>> begin Document passage

Even after complaining about being asked the same questions, stating he was tired and wanted to go home, defendant continued to answer questions, cooperating and volunteering more information about possible suspects persons who did not like Mary Jane and had threatened her and stating it was common knowledge that Mary Jane had nearly $1 million as a result of successful lawsuits. Although he claimed to be tired, he engaged in conversation for long periods of time without displaying fatigue, only occasionally yawning. He consented to a search of his vehicle. His conversational tone extended to topics unrelated to the murders.

The next alleged equivocal assertion of rights is at 9:57:18 a.m. Defendant asked what time it was and whether he was "getting out of here soon?" Detective Spano replied, "We're working on it we're working on it." Defendant stated "Can I please though like I'm dying here man, I told you guys everything I know. At least give me a couple of hours of rest and bring me back or something."

Kirschner testified he did not believe defendant's statement to be an invocation of his right to remain silent. He understood defendant's statement to be an expression "that he was tired; he [had] been up for several hours at that point" and said "everybody was tired at that point."

Accordingly, Detective Kirschner replied, "Okay, we're . . . almost done for now. Now you, you said again that when you made these this [sic] call it was at 1:30 and you['re] saying. . . ." Defendant interrupted Kirschner to say, "Nah I ain't make [sic] the call at 1:30. I made the call at like one, 1:09 it's on my phone (inaudible)."

The reasonableness of Kirschner's interpretation is supported both by the content of the alleged invocation relied upon by defendant and his conduct thereafter. In the alleged invocation, defendant expresses his willingness to continue to answer questions, stating, "bring me back or something." He does not condition his willingness to speak to the detective on being able to rest. And, his willingness to speak is manifested by his continuing to answer questions, even interrupting the detective to correct him.

>> end Document passage
>> begin Listed entries

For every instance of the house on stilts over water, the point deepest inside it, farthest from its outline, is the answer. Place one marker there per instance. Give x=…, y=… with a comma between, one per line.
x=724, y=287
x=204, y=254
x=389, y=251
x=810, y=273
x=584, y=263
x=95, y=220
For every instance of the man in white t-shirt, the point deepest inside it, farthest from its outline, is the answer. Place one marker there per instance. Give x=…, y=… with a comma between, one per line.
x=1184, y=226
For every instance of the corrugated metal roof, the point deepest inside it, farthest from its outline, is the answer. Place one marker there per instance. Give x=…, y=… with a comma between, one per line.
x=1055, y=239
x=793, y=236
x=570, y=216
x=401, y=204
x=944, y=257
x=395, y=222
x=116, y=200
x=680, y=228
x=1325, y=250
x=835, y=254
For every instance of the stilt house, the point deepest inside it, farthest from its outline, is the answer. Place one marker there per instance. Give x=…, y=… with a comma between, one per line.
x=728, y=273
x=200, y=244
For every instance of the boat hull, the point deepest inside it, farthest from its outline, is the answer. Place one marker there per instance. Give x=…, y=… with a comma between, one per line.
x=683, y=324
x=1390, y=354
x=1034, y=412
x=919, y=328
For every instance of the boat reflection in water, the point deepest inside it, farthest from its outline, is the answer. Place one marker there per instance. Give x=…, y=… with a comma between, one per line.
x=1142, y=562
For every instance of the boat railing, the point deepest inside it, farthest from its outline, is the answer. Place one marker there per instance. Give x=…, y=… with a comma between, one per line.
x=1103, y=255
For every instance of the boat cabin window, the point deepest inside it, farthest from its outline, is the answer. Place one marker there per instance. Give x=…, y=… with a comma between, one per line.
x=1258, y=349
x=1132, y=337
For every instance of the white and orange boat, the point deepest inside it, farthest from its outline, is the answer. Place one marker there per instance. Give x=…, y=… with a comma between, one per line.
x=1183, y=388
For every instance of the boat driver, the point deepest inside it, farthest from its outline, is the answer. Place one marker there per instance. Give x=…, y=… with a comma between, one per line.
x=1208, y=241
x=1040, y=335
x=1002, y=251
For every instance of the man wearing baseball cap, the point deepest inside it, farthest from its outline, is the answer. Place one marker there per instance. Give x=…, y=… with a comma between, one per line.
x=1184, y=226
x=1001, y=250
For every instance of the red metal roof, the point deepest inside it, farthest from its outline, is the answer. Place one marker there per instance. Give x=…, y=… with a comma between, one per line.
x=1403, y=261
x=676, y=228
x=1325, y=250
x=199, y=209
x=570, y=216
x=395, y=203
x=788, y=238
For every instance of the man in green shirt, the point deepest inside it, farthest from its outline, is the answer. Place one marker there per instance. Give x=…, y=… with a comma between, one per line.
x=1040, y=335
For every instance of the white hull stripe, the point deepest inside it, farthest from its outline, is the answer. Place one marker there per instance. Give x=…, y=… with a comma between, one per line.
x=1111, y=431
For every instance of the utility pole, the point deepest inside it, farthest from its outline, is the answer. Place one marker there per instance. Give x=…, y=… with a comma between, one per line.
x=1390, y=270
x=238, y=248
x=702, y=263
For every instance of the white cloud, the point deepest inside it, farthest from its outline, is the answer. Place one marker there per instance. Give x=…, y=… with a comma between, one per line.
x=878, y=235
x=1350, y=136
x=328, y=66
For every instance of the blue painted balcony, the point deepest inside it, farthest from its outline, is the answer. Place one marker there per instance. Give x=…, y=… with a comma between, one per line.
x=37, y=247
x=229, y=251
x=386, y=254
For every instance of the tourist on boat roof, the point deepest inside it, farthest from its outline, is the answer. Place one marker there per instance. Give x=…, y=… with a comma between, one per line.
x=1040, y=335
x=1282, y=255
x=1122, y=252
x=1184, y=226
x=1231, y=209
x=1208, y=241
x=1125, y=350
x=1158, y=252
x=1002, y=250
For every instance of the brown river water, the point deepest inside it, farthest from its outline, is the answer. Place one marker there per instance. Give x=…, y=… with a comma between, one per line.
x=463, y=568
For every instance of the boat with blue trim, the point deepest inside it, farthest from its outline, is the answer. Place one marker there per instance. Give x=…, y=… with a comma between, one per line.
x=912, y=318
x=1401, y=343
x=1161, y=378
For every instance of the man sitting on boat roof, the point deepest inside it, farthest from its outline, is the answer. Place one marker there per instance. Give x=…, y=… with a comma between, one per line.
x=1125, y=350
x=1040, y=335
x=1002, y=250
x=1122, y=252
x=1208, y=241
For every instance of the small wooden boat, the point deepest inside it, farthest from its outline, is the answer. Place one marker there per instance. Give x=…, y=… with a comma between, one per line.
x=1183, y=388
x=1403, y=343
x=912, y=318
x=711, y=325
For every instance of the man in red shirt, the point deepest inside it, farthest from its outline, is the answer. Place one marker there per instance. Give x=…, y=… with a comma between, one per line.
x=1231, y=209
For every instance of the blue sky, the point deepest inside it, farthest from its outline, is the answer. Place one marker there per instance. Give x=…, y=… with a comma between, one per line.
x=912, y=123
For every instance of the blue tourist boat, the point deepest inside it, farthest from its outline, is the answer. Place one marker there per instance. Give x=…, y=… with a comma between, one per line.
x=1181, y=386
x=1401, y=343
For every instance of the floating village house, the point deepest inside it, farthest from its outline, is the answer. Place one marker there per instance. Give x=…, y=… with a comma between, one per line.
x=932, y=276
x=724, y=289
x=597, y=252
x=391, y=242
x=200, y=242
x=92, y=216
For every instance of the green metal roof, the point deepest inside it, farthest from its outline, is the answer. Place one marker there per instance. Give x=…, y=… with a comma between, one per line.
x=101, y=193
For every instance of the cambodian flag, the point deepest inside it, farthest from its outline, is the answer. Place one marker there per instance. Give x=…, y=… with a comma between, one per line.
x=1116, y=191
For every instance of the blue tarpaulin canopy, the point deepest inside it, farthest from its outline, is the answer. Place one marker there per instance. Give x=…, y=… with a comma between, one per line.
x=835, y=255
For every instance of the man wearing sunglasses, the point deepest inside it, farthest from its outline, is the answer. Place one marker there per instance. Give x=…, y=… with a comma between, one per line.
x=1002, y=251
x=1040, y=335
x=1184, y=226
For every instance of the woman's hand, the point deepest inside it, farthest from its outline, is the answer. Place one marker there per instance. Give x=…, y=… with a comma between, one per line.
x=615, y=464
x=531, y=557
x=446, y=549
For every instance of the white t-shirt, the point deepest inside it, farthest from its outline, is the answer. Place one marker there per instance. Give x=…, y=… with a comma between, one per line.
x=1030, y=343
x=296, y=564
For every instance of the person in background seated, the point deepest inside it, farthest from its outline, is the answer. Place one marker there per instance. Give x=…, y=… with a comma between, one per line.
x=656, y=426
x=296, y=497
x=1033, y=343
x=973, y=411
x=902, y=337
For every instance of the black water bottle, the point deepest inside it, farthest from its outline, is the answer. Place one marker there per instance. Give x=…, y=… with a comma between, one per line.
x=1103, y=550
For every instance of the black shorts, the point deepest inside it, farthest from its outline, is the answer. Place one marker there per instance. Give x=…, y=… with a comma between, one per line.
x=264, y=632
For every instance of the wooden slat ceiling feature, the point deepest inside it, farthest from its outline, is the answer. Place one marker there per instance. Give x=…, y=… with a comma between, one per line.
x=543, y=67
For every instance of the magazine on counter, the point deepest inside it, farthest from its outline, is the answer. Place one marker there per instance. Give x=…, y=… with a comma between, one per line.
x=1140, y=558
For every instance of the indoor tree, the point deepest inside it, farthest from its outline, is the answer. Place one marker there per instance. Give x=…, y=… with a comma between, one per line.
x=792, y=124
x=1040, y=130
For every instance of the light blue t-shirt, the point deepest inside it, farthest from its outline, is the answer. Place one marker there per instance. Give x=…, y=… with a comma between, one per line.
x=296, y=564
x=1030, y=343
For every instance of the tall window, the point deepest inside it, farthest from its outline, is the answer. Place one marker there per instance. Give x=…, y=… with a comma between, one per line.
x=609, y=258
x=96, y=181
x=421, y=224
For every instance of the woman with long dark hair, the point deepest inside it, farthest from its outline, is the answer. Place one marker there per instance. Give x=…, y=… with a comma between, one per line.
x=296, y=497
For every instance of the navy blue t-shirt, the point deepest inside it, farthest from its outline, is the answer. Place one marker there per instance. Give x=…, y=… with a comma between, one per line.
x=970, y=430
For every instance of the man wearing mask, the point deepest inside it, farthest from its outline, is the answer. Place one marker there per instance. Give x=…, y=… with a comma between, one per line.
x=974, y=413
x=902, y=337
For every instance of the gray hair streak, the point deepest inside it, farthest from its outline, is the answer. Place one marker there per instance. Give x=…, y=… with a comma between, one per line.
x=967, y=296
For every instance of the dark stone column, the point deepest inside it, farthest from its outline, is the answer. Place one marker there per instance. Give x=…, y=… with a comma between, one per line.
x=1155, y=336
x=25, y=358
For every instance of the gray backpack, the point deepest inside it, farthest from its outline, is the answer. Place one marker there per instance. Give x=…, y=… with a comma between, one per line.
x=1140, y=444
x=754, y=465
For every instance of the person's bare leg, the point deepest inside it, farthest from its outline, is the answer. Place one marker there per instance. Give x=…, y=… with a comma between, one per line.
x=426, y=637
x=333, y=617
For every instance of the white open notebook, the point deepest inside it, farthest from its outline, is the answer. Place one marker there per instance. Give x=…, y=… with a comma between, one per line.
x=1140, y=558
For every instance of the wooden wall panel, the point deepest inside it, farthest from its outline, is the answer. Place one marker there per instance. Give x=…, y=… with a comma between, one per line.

>> end Listed entries

Requirement A => According to the interrogation passage, at what time did the next alleged equivocal assertion of rights occur?
Requirement B => Reproduce the interrogation passage between "The reasonableness of" and "to correct him.", inclusive.

Full output A => 9:57:18 a.m.

Full output B =>
The reasonableness of Kirschner's interpretation is supported both by the content of the alleged invocation relied upon by defendant and his conduct thereafter. In the alleged invocation, defendant expresses his willingness to continue to answer questions, stating, "bring me back or something." He does not condition his willingness to speak to the detective on being able to rest. And, his willingness to speak is manifested by his continuing to answer questions, even interrupting the detective to correct him.